(Required action)
Each line containing the word "container" must be copied from the material below.

(Extracted data)
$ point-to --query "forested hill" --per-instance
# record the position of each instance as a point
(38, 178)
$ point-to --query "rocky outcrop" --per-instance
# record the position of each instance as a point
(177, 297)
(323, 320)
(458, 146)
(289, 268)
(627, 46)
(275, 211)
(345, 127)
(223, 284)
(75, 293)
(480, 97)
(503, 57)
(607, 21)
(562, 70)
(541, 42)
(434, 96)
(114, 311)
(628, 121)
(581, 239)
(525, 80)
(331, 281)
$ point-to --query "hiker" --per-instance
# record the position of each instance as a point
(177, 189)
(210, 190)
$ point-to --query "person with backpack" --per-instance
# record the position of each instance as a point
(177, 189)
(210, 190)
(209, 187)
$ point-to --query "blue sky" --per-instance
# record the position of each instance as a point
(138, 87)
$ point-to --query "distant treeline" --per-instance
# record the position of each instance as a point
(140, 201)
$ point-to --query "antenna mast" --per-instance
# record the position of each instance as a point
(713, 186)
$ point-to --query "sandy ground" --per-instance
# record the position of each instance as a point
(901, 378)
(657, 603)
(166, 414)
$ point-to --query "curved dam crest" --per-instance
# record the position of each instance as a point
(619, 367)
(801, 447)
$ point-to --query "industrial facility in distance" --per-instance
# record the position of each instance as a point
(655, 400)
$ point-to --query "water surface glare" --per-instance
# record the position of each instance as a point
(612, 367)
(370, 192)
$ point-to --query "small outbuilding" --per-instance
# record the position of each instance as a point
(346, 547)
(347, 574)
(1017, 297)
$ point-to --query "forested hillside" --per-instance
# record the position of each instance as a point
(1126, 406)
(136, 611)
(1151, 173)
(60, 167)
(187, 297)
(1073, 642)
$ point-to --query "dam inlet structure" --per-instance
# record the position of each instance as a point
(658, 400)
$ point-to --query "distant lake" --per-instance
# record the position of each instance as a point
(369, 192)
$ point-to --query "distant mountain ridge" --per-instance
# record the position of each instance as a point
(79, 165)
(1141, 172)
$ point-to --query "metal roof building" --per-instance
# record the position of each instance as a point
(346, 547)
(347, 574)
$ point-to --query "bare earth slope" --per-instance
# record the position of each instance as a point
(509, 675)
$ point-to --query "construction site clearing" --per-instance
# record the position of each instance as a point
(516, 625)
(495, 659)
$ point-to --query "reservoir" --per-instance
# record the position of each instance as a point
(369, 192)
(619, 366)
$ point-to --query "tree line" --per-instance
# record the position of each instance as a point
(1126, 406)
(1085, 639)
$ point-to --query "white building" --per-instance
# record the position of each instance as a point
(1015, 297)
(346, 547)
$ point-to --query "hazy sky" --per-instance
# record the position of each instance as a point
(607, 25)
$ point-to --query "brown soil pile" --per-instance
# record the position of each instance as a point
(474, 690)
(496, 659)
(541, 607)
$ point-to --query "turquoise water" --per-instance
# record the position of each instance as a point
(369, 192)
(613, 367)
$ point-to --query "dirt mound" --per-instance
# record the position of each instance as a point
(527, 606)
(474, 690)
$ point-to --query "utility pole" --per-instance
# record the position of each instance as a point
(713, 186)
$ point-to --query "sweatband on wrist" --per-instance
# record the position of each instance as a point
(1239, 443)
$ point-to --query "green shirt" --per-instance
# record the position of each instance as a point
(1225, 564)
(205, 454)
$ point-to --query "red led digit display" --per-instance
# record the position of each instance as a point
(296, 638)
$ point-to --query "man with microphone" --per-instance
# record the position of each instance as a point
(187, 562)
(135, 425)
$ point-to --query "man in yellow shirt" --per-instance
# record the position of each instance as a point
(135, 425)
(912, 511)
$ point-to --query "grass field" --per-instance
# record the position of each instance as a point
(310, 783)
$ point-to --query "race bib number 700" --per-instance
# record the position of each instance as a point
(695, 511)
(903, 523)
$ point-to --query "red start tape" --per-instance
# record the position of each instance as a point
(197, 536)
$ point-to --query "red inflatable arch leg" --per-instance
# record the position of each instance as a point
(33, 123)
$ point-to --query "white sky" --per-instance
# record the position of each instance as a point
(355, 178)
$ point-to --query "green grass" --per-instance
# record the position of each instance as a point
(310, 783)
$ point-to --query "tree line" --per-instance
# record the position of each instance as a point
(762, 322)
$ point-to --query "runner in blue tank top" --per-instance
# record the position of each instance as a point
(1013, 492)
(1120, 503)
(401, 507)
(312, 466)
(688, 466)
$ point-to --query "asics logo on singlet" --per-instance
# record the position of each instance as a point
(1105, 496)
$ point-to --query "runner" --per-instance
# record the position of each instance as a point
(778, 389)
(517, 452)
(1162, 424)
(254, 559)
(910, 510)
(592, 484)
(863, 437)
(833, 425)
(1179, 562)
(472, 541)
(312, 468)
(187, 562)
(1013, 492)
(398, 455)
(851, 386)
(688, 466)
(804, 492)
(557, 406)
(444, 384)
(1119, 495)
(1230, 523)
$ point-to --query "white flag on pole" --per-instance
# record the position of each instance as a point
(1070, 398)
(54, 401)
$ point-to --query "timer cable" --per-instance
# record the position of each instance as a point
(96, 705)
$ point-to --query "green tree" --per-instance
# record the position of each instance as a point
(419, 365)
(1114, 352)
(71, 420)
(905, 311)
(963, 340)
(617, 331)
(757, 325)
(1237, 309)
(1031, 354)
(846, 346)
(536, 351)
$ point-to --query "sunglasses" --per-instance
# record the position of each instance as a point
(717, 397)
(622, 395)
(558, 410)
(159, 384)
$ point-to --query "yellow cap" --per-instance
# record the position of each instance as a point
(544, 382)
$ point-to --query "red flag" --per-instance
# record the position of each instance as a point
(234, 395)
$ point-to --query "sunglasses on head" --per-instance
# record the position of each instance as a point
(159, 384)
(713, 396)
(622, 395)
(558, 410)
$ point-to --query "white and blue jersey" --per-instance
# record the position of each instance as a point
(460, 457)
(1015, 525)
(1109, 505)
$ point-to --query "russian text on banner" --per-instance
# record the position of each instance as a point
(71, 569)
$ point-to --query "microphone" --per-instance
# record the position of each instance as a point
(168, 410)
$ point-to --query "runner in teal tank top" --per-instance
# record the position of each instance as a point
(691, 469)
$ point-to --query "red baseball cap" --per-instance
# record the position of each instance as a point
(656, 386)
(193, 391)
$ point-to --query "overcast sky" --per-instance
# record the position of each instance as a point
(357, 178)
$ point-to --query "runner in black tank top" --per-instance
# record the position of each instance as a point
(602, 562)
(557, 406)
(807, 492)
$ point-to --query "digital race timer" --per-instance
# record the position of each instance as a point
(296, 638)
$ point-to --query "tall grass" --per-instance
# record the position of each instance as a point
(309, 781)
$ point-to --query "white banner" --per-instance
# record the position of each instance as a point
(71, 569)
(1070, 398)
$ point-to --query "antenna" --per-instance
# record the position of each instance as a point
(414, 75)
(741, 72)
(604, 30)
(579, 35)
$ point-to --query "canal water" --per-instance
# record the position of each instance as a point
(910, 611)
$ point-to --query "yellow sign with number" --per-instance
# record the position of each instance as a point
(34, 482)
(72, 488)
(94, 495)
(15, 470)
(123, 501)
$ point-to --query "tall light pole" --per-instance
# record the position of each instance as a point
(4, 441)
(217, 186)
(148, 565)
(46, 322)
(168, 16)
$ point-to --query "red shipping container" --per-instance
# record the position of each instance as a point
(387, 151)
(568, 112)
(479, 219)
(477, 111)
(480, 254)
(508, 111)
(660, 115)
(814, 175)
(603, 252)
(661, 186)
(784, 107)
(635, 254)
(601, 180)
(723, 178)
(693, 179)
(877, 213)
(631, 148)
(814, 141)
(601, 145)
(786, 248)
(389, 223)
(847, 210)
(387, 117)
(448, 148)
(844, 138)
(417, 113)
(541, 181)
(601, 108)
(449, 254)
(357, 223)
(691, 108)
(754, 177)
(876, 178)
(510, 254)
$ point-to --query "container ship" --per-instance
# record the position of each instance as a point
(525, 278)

(Solution to this problem)
$ point-to --query "red shipping container" --per-instance
$ point-to --query "container ship" --per-instance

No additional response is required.